§ **Source passage**:
Pop up ads emerged on the blossoming internet scene sometime in 1997, all thanks to Ethan Zuckerman. Zuckerman, a web developer who, at the time, worked for the webpage hosting site Tripod.com

When trying to solve a client advertising issue, Zuckerman created what would become one of the most hated revenue driving marketing tool, popup ads.

Prior to pop-ups, advertisements were bought as banners that lived on various sites -- this random-chance advertising led Zuckerman's client, a major car company, to freaking out when they realized that they'd bought a banner advertisement on a pornographic site (oops). 

Clearly the car company didn't want their brand associated with sexual content. So, to combat misassociation, Zuckerman created the code that would launch ads in separate windows. This was a way to associate a brand's ad with their site without putting it directly on the page. For a while, this strategy worked brilliantly. 

Banner ads were passive and by the late 1990s their click-through rate had dropped between 1 and 2 percent. However, popup ads were pulling in  3 to 5 percent of site users. This was a drastic jump in comparison, so what happened to the shining halo that popups brandished for years?

§ **Stated exercise 1**:
Copy the stretch of the pop-up ad history from "When trying to" through "pornographic site (oops).", swapping "client" for "customer".

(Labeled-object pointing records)

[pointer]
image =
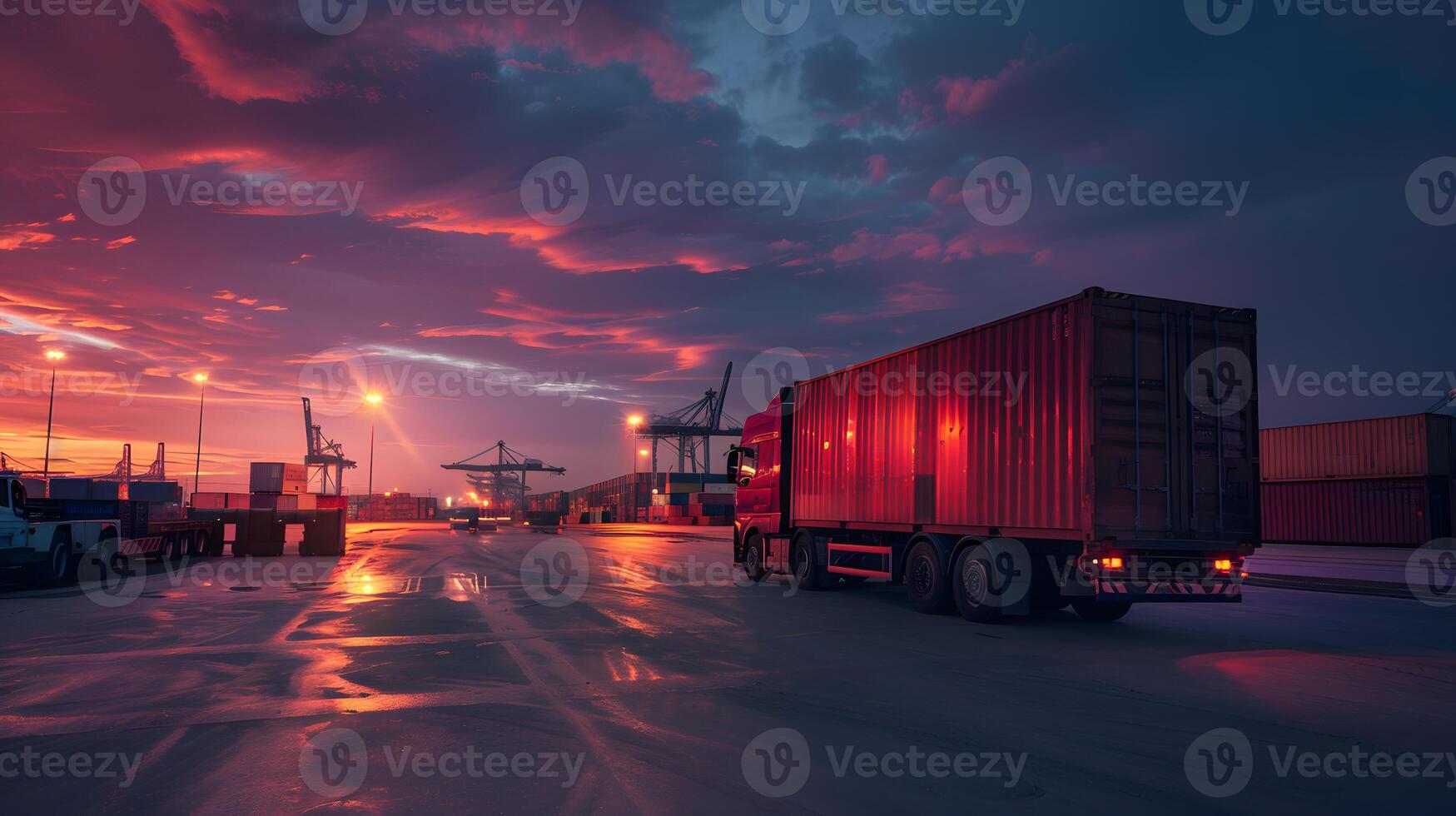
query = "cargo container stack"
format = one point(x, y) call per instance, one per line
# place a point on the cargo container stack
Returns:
point(695, 500)
point(1374, 483)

§ **Stated exercise 2**:
Write out all the lines of the labeled-object pointing records again, requests included, multiplying every point coordinate in the answers by 1.85 and rounding each to a whole number, with halves rounded up. Leave the pictures out.

§ **Complete output 1**:
When trying to solve a customer advertising issue, Zuckerman created what would become one of the most hated revenue driving marketing tool, popup ads.

Prior to pop-ups, advertisements were bought as banners that lived on various sites -- this random-chance advertising led Zuckerman's customer, a major car company, to freaking out when they realized that they'd bought a banner advertisement on a pornographic site (oops).

§ **Complete output 2**:
[pointer]
image =
query = "cargo container stack"
format = one point(x, y) call per instance, one per line
# place a point on the cargo container stack
Returns:
point(1286, 925)
point(2542, 894)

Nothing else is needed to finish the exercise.